(TASK STATEMENT):
Continue the forum thread below about golf shot-tracking tags and smart watches, picking up right after its last line.

(TEXT BLOCK):
○ ○ ○ ○ ○ ○ ○

Spoke to the guys this week to see if it was on the cards if they could potentially develop an app download ( paid for ) and you then buy the tags as well for use on your own smart watch.

Great service, quick reply and whilst not possible at present was encouraged by the honesty and integrity. 

Your review sounds great, keep us up to date with how it goes, sounds a very encouraging start. 

Think you you have convinced me to just bite the bullet and order


----------



## turkish (Nov 21, 2017)

Hi JPXpro; I am interested in the software they use and what it gives you- I'm not all that bothered about yardages but more things like where my approach play stands in relation to handicap, or how I could improve on certain aspects of the game but from the website I couldn't find a whole lot of information on what data it actually provides other than yardages?

I ended up going with Arccoss 360 which breaks down my different parts of long and short game and whilst I love the software and you don't need a wearable the thing that is driving me nuts is it drains really bad with android phones and I rarely finish a full round- I am getting Iphone X at end of the week so going to try it on that 1st but if still really bad will be looking for something else- in terms of software and advising you how to improve Arccoss seems best from what I have seen.


----------



## jpxpro (Nov 21, 2017)

battery was a pain for me with previous efforts, this eliminates that as no need to be connected to phone during round, stats wise it seems very indepth, can break down from off tee, approach, around green and putting, also can look at stats from individual clubs etc think it does same if not more than other options, I did notice on Saturday tho you need to make sure and mark pin whilst on green otherwise it messes up the gir etc.


----------



## User2021 (Nov 22, 2017)

Mrs has ordered me one today.

I had sent a few emails last week inquiring if in the future there would be a version to pair with owners of existing Smart watches etc etc

Anyway they offered one at the pre order price - nice touch


----------



## xreyuk (Nov 26, 2017)

○ ○ ○ ○ ○ ○ ○

(SUPPLIED DATA):
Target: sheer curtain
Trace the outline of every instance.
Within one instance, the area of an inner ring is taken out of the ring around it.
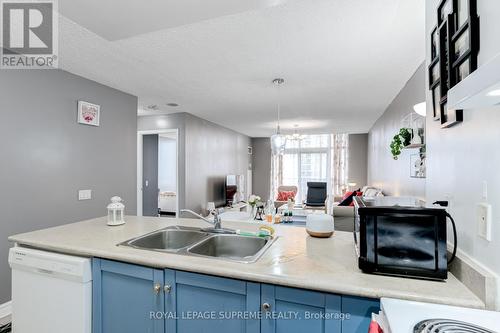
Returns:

○ ○ ○ ○ ○ ○ ○

(EXPECTED ANSWER):
jpxpro said:



			battery was a pain for me with previous efforts, this eliminates that as no need to be connected to phone during round, stats wise it seems very indepth, can break down from off tee, approach, around green and putting, also can look at stats from individual clubs etc think it does same if not more than other options, I did notice on Saturday tho you need to make sure and mark pin whilst on green otherwise it messes up the gir etc.
		
Click to expand...

When you say to mark the pin, I thought you just had to select the number of putts you took by pressing the button, and it would assume that where you are stood when you press the button is where the pin is?

I've been holding off on buying anything until the reviews came out, people aren't very impressed with it on the GolfWRX forums.

How are the stats? The one thing stopping me from going for Shot Scope, is I've heard that Game Golf has better stats (and is obviously cheaper, but you have to manually tag) and that Arccos is the best out of all of them for stats, but again that's expensive and is a battery drain for your phone.


----------



## PAULGRINNY (May 28, 2018)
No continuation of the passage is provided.